**REQUIREMENT:** Find every line in the material below that contains the string "Target", and copy each of those lines in full.
______
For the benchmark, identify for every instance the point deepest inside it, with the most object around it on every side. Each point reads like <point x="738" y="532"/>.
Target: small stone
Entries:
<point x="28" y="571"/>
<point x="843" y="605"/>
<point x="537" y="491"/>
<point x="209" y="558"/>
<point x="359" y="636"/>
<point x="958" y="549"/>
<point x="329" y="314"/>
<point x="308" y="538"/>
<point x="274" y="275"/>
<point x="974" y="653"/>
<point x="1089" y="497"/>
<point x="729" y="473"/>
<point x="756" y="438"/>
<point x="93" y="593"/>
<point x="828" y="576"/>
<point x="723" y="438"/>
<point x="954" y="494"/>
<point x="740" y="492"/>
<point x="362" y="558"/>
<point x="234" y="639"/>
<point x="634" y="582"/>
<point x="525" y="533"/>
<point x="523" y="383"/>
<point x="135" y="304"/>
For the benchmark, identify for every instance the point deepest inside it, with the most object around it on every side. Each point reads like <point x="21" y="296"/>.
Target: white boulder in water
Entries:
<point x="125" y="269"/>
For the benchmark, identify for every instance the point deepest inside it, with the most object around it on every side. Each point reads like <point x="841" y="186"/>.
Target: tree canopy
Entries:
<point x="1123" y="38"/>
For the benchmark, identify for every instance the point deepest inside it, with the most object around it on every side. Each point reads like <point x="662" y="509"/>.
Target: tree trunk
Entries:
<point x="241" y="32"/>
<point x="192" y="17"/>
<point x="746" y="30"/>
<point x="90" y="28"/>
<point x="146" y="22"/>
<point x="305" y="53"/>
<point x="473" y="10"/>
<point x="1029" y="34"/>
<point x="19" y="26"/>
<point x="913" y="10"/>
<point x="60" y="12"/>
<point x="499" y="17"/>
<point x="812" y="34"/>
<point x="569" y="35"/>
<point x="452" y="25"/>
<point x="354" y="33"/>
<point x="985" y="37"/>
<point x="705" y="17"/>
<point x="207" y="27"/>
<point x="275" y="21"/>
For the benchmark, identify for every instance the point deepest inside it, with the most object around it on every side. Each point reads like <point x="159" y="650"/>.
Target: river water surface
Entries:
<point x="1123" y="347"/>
______
**FINAL RESULT:**
Target: small stone
Target: white boulder in water
Target: tree canopy
Target: tree trunk
Target: river water surface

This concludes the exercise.